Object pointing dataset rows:

▶

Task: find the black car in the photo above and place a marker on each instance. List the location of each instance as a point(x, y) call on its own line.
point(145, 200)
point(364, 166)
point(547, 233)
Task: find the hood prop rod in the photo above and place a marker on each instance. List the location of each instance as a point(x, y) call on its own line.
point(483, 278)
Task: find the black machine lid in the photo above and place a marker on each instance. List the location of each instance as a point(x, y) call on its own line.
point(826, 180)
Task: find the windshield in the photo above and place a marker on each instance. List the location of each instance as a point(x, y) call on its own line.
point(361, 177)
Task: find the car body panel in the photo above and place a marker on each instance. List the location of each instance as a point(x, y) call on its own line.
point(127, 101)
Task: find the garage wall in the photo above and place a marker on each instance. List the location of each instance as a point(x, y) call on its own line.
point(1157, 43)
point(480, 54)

◀

Exercise description:
Reproduce all of the material above line for line, exactly as it stands, without changing any word, number, or punctuation mark.

Final answer:
Task: find the black car in the photo above and place a marker on each instance. List the location of each instance as a point(x, y) call on its own line.
point(145, 200)
point(364, 166)
point(547, 233)
Task: find the hood prop rod in the photo above and place a marker on each instance. List the location of each instance as a point(x, y) call on its own line.
point(483, 278)
Task: find the black machine lid in the photo above and place a marker on each instance. List the location of each instance as a point(x, y) call on its own line.
point(826, 180)
Task: find the windshield in the photo above and place a marker on each instance. List the location of each instance as a point(x, y) call on its own line.
point(361, 177)
Task: find the car body panel in the photo above and place a marker on each instance. List the location of each instance as a point(x, y) call on its own line.
point(127, 101)
Task: find the garage wall in the photo above and place a marker on each instance. List the location of each instance as a point(x, y) call on its own line.
point(1157, 43)
point(480, 54)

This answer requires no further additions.